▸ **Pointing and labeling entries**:
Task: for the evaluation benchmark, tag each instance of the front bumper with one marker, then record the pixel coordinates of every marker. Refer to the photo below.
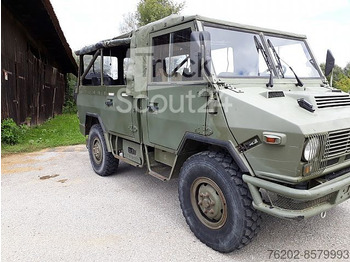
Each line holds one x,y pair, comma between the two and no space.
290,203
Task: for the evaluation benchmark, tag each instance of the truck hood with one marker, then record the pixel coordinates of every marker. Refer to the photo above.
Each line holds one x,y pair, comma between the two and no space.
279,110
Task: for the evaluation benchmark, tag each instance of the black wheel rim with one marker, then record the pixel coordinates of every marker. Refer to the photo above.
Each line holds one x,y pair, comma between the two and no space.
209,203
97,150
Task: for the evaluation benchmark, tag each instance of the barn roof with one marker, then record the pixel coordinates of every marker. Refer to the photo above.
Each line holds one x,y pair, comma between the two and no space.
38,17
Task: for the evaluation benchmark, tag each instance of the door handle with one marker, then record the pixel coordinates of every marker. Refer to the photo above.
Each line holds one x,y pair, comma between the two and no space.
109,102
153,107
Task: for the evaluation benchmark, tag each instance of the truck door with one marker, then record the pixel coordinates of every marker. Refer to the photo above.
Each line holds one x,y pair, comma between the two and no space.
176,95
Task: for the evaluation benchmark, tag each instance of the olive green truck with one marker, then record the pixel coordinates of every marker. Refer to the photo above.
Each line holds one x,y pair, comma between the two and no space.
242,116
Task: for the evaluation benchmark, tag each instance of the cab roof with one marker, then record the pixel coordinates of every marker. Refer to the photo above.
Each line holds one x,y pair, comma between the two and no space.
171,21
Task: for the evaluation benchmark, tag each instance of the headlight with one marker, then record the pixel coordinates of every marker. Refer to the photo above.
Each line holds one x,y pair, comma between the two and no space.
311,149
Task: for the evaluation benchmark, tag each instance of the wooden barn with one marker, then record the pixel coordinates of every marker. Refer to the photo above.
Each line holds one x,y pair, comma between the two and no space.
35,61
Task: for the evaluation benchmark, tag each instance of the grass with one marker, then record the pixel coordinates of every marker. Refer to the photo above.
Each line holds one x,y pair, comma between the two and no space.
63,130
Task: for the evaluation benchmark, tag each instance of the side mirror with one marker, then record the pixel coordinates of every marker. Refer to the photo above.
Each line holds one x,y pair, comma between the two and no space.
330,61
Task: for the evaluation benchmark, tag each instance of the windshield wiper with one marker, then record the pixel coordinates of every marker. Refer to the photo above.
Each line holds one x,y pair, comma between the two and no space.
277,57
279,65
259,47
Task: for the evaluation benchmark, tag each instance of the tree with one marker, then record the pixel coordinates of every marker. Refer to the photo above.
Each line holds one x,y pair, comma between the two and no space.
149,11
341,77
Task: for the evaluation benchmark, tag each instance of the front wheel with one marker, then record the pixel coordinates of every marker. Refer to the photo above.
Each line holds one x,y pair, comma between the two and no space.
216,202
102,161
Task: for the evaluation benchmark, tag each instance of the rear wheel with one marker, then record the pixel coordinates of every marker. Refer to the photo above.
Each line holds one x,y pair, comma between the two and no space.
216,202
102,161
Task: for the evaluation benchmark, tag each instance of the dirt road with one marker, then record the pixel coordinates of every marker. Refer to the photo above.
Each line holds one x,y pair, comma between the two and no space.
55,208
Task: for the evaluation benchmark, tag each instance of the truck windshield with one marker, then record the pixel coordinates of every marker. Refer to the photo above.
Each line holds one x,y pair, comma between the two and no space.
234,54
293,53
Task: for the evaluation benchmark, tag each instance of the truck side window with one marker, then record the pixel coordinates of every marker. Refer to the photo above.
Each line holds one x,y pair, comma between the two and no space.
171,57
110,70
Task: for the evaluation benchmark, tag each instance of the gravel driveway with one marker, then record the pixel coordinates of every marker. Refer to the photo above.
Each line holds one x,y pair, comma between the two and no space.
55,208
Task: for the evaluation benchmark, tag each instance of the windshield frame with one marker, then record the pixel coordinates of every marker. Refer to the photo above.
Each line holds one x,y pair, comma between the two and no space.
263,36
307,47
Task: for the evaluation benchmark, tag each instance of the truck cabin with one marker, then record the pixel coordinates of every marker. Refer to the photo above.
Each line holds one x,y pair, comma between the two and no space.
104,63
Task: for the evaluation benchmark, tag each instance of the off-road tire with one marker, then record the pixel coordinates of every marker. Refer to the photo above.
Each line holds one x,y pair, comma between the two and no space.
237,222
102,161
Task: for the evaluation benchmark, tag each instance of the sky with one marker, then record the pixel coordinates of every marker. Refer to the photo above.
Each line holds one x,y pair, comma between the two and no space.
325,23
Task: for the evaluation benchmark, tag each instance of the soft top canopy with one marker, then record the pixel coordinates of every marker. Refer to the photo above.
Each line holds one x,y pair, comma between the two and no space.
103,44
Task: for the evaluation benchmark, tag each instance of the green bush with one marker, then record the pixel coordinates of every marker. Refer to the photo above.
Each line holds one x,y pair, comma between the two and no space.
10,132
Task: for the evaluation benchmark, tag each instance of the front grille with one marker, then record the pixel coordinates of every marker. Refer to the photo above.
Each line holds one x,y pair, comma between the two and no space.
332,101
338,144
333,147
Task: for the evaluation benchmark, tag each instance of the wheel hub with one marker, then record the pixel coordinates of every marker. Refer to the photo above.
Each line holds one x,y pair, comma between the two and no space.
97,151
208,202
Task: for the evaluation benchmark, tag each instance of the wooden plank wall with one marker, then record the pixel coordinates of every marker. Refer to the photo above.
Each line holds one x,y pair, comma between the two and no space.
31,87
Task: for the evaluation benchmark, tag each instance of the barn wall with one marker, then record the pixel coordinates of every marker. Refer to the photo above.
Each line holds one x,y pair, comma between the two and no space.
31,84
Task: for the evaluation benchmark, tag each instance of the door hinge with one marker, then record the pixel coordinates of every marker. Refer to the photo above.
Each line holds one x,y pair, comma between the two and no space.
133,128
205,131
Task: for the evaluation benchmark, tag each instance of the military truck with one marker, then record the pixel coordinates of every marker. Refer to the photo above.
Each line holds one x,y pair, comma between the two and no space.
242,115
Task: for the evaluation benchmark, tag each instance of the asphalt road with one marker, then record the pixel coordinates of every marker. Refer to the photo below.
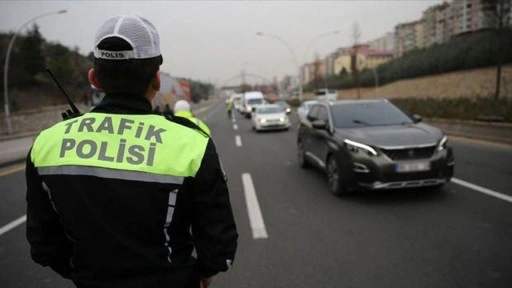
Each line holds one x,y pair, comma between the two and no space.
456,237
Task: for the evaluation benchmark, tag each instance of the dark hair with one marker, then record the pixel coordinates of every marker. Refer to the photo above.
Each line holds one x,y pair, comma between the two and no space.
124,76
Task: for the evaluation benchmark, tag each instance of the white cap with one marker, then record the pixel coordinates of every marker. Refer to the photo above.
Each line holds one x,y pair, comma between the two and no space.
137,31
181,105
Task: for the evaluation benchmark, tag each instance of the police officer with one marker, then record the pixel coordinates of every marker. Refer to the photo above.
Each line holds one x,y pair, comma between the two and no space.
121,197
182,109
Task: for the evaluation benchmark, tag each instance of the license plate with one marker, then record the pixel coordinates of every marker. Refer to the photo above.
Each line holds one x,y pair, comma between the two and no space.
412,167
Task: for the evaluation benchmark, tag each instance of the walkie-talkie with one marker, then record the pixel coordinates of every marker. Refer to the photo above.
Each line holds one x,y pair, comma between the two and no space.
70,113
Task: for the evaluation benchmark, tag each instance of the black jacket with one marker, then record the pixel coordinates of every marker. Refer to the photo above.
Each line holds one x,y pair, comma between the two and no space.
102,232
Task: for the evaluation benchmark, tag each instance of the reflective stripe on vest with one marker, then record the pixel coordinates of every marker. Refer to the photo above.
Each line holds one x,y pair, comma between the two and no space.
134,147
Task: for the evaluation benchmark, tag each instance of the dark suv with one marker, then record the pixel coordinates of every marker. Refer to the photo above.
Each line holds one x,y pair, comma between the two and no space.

▸ **Short problem**: Output the data above without changes, apart from leaving out the pictures.

▸ **In response**:
Task: for the evaluation benchmark, tag each instance of the front bumper with one marker, then record the pixel coordinates of every marker. Refer to the photo below.
Each line holds one x,y pair, comma between the two and no space.
290,203
Task: for the evaluation benchmark, tag each instance of the truck hood with one marker, then record the pixel coordinates of every marker. Refer to the photo above.
Each line holds one x,y pair, comma between the two and no space.
279,110
Task: for the evaluation benchmark, tag each instance of the black wheel rim with one marker, then record the pixel coordinates of every marker. Refer to the photo above.
Each line holds one x,y pair, comma between the two and no space.
209,203
97,150
Task: for the evaluation benchmark, tag each instance of the barn roof with one marker, then record the pixel coordinates of every marker. Refer to the photo above.
Each line holds one x,y pair, comma between the two and no space.
38,17
Task: for the evaluation benchmark, tag each instance of the door handle with one marker, then record the pixel coordinates of every marker. Refer to the photo above.
Each line holds one x,y pair, comma between the two and no space.
109,102
153,107
Task: for the evaluation benchmark, tag each instance of the truck door with one marker, then record the pixel coordinates of every marker. Refer to the photo above.
Each line holds one x,y pair, comma between the two and no space.
176,95
Task: for the evaluation benchmark, tag each instance of the olive green truck with one marker, then record the pixel coordinates of every marker. Refer to the photo above.
Each line holds one x,y pair, comma between the two and no space.
242,116
Task: for the evaluation benchmark, tag each instance of the cab roof with one marker, then record the pixel coordinates of every marker. Refer to the photo above.
Each line holds one x,y pair, comma between the two and no space.
171,21
Task: for the evaluation benchmark, tag each instance of the headlight with one marker, then record the pixel coordinates of every marker. Refer to the photo above.
Each line holds one x,y pair, comma between the two and no space.
311,149
Task: for the evaluation benchmark, tag each instance of the wooden barn with one marker, then record the pixel coordinates of every marker. Refer to the photo above.
Each line holds one x,y pair, comma between the two and no space.
35,61
Task: for the evaluation benchmark, tag each instance of the grass with one marker, then record the pixel coordinates of every marker. Refer to the photo above.
Each line holds one x,y pair, comma between the two and no space.
63,130
Task: for the evaluation benchmark, tag each instance of the side mirror with one marker, then record the pixel coordinates of every marker. Refer to the photo above.
Each line holds one x,y pair, comma between the two and no space.
330,61
Task: for the evaluation benchmark, tag each instance of the windshield wiper with one marker, then record the pixel coordinates of every marker. Refer to the photo above.
Each line holds one x,y pair, comma between the two and no space.
277,57
279,65
259,47
Task: for the evaluation benchmark, tag each instance of the tree with one marker, then record the pixel coordinates of every marker. Refer to the photo above.
Each line holds one x,y pair, comma between the two and no space.
149,11
341,77
Task: for the evaluation benchmark, tag each instance of the front wheel with one marker, then record the pixel coordinates of every marker. Refer to the photo above.
Each line holds one x,y pair, comma between the two and no space.
216,202
102,161
Task: for the evaluation benchmark, tag each instance of the rear wheel with one marker, then record the pixel coordinates of every marker. Refer to the photo above.
Each line holds one x,y pair, comma between the two and no space.
216,202
102,161
Task: for the evaluation benchmark, tag each instance of the dirt road with one marker, then record the pixel coordinates of every marker. Refer to the photo above.
Each line holds one x,y pair, comma between the two and no space.
55,208
Task: for the evaluation benchmark, tag each instance of the truck windshield with one marker, then record the pixel coordinates of every marker. Refer to the photo above.
Each line holds one x,y pair, comma between the two and no space.
234,54
293,53
Task: for the evaluation benchmark, tag each instance of the truck side window with one marker, then record the pixel coordinates of every marker. Refer to the photo above.
Each line holds one x,y pair, comma between the two and no space.
171,57
110,70
Task: for the evaluation benchmark, tag each instance of the gravel driveway with one marker, then record the pixel coordinates of every marker. Refer to the photo above.
Each line holds one x,y pair, comma between the two and no space.
55,208
Task: for the evaluation benchmark, tag each instance of the windshield frame with one marker, then record the pixel coordinates of every marker. Refer to the photo above.
Each line holds one x,y pair, comma between the two and no space.
263,36
307,47
Task: for the evaluation benchmark, tag each instance of the truck cabin with one marker, then record the pixel coordinates of every marker. Refer to the photo above.
Each line holds one x,y pair, comma between the two and no space.
104,63
Task: for the evaluation benchmark, tag each instance of the off-road tire with one marker, then record the pixel coordinates of every marker. Refer to the photo above.
Each line holds one x,y pair, comma between the two and no space.
237,222
102,161
Task: for the evaluation benchmark, tag each instance of the sky with one marker, then record the pixel coordinates of every marker. Refer to the photo above.
Each line holds one x,y pair, comma between the two and no space.
325,23
Task: for the evaluation benchmark, tag each instance of the soft top canopy with one marker, then record the pixel coordinates of every marker. Refer to the photo above.
Each line holds one x,y pair, comma between the two and no space.
103,44
Task: for the evaluation benchmark, tag each instance of the green bush with one marker, then record the pixel coordinates of every marker. Refer to the photo above.
Each line holds one x,y pair, comma between the two and no space.
10,132
Task: for the evaluation benchmark, tag each instance of the front grille with one marker, then record the pixel coordinates of every marker. Refer to the photo above.
Each line holds one x,y pair, comma between the two and no space.
332,101
338,144
333,147
Task: for the evaluation benchmark, tag each instance of the wheel hub with one marker, then record the pixel coordinates of every marker. Refer to the photo above.
Each line holds one x,y pair, comma between the two and no space.
97,151
208,202
Task: for the evaluation benchmark, tag each instance of the wooden plank wall with one marker, then record the pixel coordinates of every marker. Refer to the photo above.
Each line holds one x,y pair, comma between the two and no space.
31,87
Task: for the evaluation benchmark, tag each instance of the barn wall with one marker, then record the pixel coordinates of every marker. Refer to the photo above.
Each line holds one x,y pair, comma between the two and no space.
31,84
Task: for the evaluation benchmark, tag each instance of the door hinge with one marker, then record the pixel coordinates of every marker. Refer to the photo above.
Each line holds one x,y pair, comma between the two and no space.
133,128
205,131
Task: for the evaluation benchmark, tag each instance of the military truck with one marker, then record the pixel coordinates of every marker. Refer to the photo above.
Each line holds one x,y pair, comma between the two and no space.
242,115
Task: for the evaluation benchmark, tag each instance of the asphalt road with one marker, then record the pixel coordinates of every marker. Refer to the photo below.
Each line holds one x,y pair, comma between the two and no space.
456,237
Task: for the evaluation benchmark, tag each instance of the dark hair with one marker, then record the pixel coordinates of every marker. Refer to the photo above.
Each line holds one x,y pair, comma between the two and no space.
124,76
Task: for the evaluation benchmark, tag each instance of the white cap with one marker, then record the pixel coordinates of every marker. Refer to the photo above.
Each line holds one x,y pair, comma between the two and no space.
137,31
181,105
Task: for the evaluation benchmark, tag each instance of the police officer with one marker, then record the pixel coordinates of every marker. Refer to the photo above.
Each line holds one x,y pair, comma between the two and no space.
121,197
182,109
Task: for the evaluation benchmark, tag each instance of the license plate with one marker, then record the pixel coordinates of every marker. Refer to the photo above.
Each line holds one x,y pair, comma between the two and no space.
412,167
Task: for the evaluation benchmark, tag each instance of the walkie-talkie with one marker, then record the pixel coordinates of every marker. Refer to the photo above.
Each line holds one x,y pair, comma between the two and no space.
70,113
Task: for the evaluation benchmark, tag each instance of the black jacket with one marker, then record the pixel coordinates of every marker. Refer to the photo above.
Each line holds one x,y pair, comma between the two and no space.
102,232
Task: for the evaluation benchmark, tag each instance of the reflective stripe on vest with one marker, then record the pixel coordinates of every marker. Refer to the photo above.
Each line holds one x,y pair, comma between the two and no space.
134,147
Task: for the evaluation benchmark, tag each instance of the dark suv with one marker, then record the pixel coordinates of every marker. Refer to the photo above.
Each line holds one x,y pair, comma between the two and no space.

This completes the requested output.